Task directions =
Return each line in the records below that contains the word "tall", treating uppercase and lowercase as different.

== Dataset entries

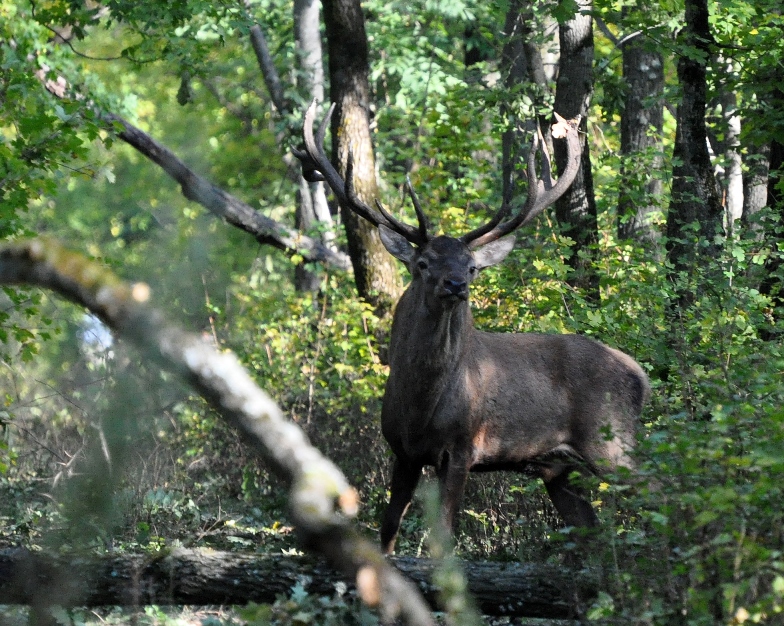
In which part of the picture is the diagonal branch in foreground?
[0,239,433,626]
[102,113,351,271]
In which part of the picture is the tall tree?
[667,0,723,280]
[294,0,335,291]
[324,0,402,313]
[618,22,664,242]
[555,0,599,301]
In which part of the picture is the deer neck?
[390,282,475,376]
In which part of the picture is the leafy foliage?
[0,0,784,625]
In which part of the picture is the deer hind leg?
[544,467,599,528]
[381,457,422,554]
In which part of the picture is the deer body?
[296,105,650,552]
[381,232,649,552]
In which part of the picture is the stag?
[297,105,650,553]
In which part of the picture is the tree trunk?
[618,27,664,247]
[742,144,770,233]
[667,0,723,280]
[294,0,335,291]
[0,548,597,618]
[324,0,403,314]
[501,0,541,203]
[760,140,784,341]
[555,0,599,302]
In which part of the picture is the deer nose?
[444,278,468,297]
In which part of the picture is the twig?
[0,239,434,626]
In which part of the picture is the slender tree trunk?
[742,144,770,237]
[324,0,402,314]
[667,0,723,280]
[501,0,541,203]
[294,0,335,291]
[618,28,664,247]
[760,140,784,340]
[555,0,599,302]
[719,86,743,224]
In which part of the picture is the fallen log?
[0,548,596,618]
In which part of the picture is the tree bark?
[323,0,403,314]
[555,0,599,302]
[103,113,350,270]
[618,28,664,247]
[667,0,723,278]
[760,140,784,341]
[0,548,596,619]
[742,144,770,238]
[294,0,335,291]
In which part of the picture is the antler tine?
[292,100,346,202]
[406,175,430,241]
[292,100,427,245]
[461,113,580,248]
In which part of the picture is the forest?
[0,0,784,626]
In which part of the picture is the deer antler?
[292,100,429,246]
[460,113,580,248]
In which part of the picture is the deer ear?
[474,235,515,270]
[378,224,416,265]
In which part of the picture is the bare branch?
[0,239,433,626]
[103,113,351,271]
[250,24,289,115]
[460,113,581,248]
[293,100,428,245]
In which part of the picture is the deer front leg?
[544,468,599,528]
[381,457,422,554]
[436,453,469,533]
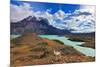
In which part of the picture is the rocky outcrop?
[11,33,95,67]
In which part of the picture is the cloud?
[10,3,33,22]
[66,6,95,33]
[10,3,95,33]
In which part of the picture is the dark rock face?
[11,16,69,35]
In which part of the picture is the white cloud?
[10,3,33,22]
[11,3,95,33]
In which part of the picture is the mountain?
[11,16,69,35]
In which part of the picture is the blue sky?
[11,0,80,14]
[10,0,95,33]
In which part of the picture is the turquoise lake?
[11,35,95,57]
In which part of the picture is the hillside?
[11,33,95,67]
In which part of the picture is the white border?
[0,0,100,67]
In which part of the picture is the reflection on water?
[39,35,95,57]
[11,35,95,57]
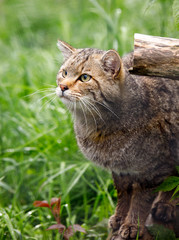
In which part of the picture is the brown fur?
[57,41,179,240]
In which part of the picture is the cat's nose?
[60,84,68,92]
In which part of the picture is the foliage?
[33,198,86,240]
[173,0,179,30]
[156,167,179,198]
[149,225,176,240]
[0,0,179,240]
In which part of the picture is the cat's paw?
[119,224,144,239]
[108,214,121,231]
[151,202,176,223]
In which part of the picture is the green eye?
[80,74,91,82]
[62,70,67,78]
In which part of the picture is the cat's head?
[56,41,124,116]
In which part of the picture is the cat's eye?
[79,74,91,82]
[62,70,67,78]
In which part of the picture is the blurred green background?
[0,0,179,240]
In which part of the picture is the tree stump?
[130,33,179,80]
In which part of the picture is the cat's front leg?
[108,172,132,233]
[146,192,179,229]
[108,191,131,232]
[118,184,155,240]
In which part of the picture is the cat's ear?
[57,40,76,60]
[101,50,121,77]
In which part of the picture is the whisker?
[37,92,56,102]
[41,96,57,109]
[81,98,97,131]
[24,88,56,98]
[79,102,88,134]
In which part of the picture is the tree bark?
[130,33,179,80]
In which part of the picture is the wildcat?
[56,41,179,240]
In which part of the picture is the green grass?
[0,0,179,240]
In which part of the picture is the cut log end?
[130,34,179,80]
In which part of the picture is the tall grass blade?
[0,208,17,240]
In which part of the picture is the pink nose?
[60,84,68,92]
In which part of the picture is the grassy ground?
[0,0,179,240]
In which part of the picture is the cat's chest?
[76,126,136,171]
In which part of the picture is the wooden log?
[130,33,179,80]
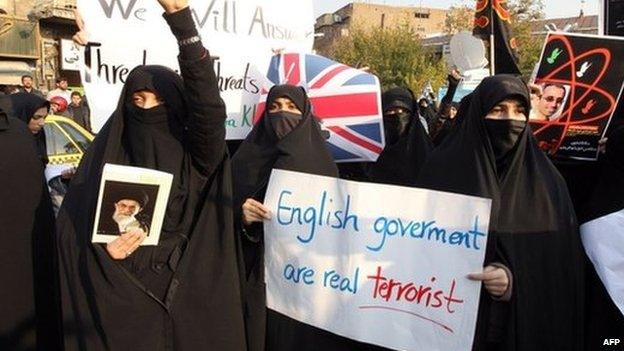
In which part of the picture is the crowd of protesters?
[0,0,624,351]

====

Solution below =
In which part of the picture is the tall tree?
In which part of the picture is the tall grass blade?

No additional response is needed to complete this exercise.